Set problem: Express as a JSON list of strings the stretch from the line containing "of the undermount" through the end of the items, one string per line with blank lines omitted.

[Location identification entries]
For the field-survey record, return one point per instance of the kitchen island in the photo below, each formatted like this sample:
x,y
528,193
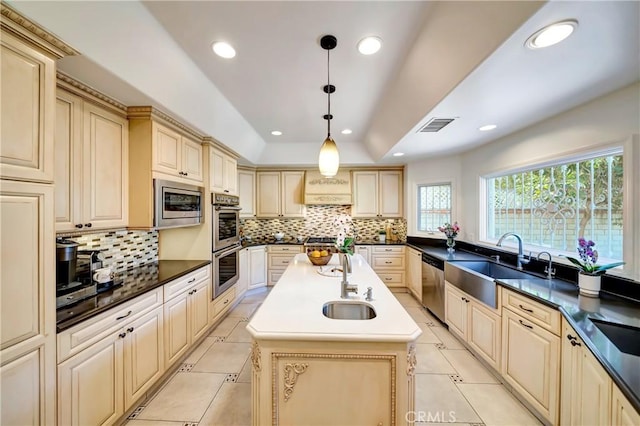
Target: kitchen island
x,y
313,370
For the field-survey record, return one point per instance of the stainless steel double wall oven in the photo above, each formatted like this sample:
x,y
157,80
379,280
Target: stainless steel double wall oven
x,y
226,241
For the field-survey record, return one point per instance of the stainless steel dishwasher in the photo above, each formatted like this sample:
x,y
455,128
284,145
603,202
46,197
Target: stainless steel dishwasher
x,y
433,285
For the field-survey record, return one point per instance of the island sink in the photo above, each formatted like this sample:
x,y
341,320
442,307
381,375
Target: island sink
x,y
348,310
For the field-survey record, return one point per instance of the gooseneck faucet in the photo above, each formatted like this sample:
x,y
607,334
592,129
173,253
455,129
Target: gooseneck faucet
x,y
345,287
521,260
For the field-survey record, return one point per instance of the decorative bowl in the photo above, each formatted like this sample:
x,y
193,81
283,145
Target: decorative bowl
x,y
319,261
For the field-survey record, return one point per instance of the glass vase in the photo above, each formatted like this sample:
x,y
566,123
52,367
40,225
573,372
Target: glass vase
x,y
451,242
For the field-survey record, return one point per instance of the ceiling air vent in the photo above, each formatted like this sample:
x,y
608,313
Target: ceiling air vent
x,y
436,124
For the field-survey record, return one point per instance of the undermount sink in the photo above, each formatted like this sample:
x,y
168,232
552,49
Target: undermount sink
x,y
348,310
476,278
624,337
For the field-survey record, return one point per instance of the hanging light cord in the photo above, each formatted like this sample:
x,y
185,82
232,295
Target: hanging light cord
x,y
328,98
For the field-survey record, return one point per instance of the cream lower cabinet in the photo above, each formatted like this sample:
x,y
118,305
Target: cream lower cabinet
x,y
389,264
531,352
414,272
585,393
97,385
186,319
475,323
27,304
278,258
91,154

Exercise answer:
[
  "For the field-survey record, return one point per instance of the undermount sink in the photo above, each formatted like this sample:",
  "x,y",
  "168,232",
  "552,49",
  "Target: undermount sink",
  "x,y",
  "348,310",
  "476,278",
  "624,337",
  "For the field-survey record, return one point per instance of the hanging light cord in the photo above, each formatted like this sample:",
  "x,y",
  "185,82",
  "232,295",
  "Target: hanging light cord",
  "x,y",
  "328,98",
  "For the field-survey record, return one point per instance of the cream lower cabinet in the photo above, each formatted like this sample:",
  "x,y",
  "118,305",
  "Target: cream lower cabinet",
  "x,y",
  "389,264",
  "531,352",
  "414,272",
  "585,393",
  "97,385",
  "186,319",
  "475,323",
  "27,304",
  "278,258",
  "91,154"
]